===== DOCUMENT TEXT =====

Station A is sending data to station B over a full duplex error free c...
Station A is sending data to station B over a full duplex error free channel. A sliding window protocol is being used for flow control. The send and receive window size is being used for flow control. The send and receive window sizes are 6 frames each. Each frame is 1200 bytes long and the transmission time for such a frame is 70 micro sec. Acknowledgment frames sent by B to A are very small and require negligible transmission time. The propagation delay over the link is 300 micro sec. What is the max achievable throughput in this communication?
plz provide the solution for this question
3Comments
Shamshad Hussain saifi @shamshadhussain
12 Nov 2019 06:43 pm

@rihan :Throughput is the amount of useful data sent per unit time. Useful data means payload.

=====

◆ **TO DO**
A - In the forum thread, what is the propagation delay over the link?
B - In the records, substitute "garage" for "parking lot" in everything from the line containing "side petal? Provide the bounding box." down to the line containing "purple petal? Provide the bounding box.". Return only those lines.

===== GIVEN DATA =====

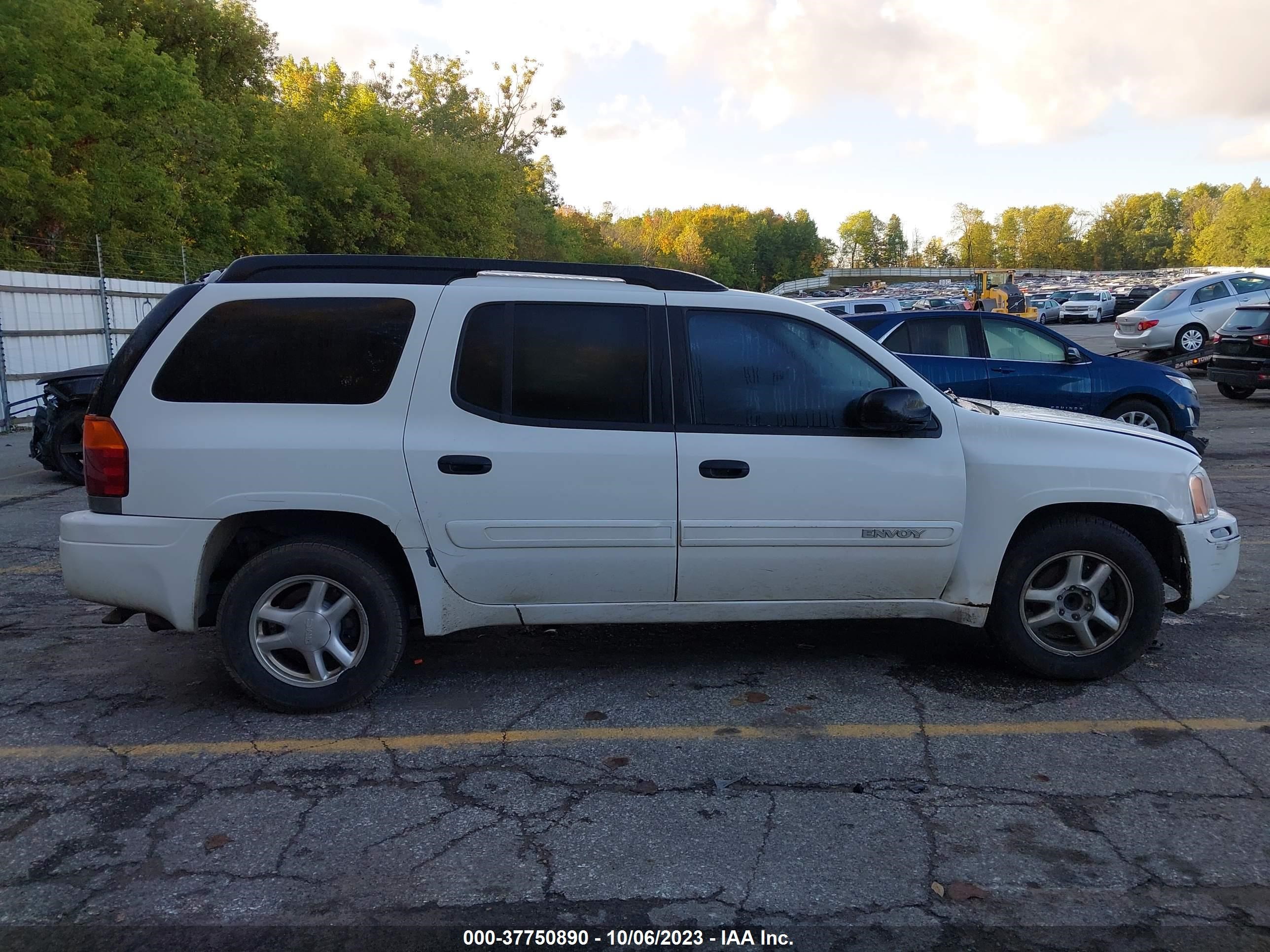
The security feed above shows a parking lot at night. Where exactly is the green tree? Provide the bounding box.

=====
===== GIVEN DATA =====

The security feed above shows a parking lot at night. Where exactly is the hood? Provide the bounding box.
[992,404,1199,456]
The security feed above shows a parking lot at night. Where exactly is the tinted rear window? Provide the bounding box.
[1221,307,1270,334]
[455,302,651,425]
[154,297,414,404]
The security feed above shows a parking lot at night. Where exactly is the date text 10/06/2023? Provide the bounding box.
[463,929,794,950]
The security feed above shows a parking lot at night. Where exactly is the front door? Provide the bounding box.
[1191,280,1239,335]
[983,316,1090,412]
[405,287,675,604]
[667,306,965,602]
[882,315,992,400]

=====
===== GIVEN DATA =====

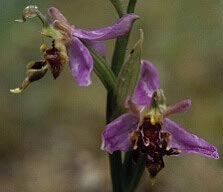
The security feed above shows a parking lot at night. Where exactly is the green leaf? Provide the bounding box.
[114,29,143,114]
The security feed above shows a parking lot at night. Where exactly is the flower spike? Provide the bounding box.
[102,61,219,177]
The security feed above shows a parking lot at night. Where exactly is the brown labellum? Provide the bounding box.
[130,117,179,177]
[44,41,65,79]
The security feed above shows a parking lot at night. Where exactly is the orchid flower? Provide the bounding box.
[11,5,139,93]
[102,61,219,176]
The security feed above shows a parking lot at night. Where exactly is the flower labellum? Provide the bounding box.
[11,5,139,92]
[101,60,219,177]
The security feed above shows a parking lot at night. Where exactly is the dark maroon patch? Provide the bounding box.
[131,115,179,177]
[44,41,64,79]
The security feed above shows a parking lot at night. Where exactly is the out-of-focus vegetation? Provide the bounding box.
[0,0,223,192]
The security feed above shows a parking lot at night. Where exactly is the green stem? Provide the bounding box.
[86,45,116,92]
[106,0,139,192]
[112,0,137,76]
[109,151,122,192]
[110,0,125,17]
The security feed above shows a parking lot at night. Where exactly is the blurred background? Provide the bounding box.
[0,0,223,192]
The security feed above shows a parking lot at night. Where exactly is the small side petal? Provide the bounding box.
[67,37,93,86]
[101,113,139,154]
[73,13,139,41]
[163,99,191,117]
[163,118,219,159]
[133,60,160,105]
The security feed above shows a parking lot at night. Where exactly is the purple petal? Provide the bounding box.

=====

◆ **RESPONSES IN ORDER**
A - 300 microseconds.

B -
The security feed above shows a garage at night. Where exactly is the small side petal? Provide the bounding box.
[67,37,93,86]
[101,113,139,154]
[73,13,139,41]
[163,99,191,117]
[163,118,219,159]
[133,60,160,105]
The security feed above shows a garage at night. Where exactly is the purple petal? Provide the bounding box.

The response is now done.